• Problem to solve: Convert the lines of the data below into a numbered list, omitting any blank lines. Leave the pictures out of your answer.

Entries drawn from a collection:

============

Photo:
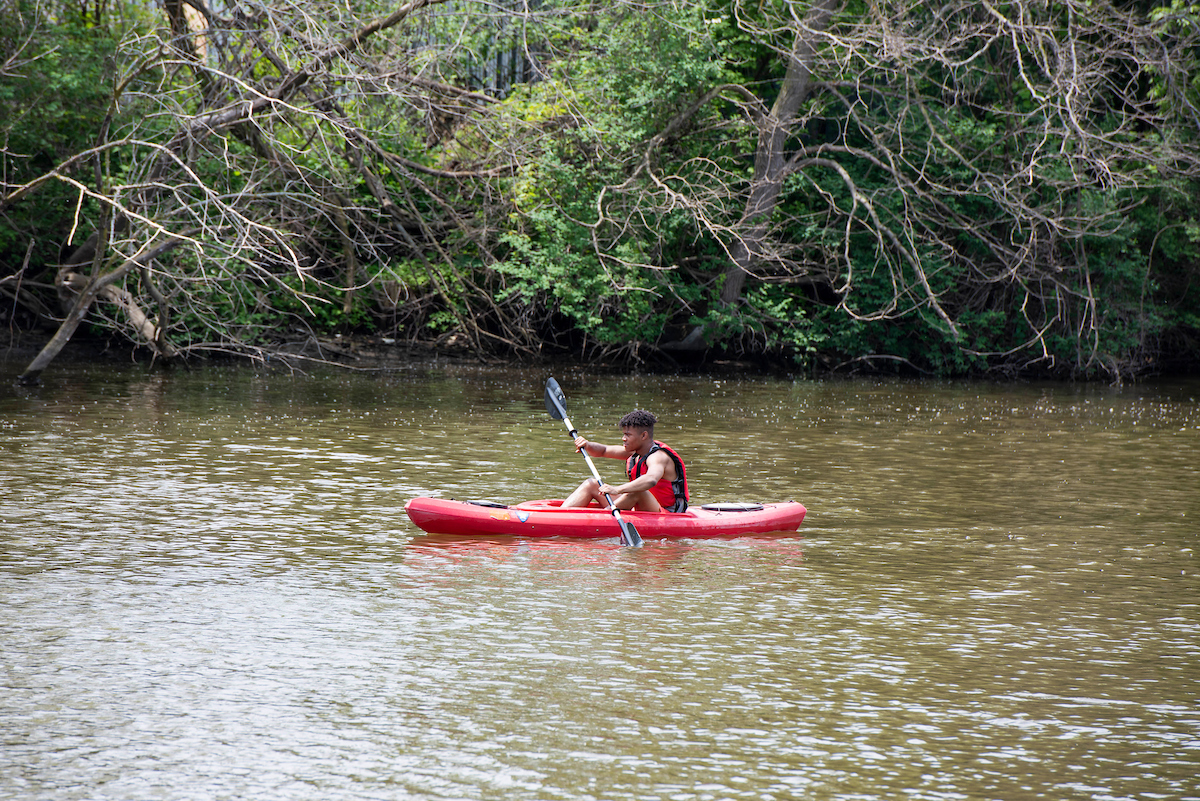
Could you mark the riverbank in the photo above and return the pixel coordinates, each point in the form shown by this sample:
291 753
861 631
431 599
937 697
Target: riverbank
372 353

============

• Task solution:
1. Photo:
2. Could you mark the riverbank in the photo above and return the pixel coordinates, each point in the form shown by this sample:
3. 291 753
4. 861 631
5. 431 599
6. 937 697
7. Target: riverbank
8. 372 353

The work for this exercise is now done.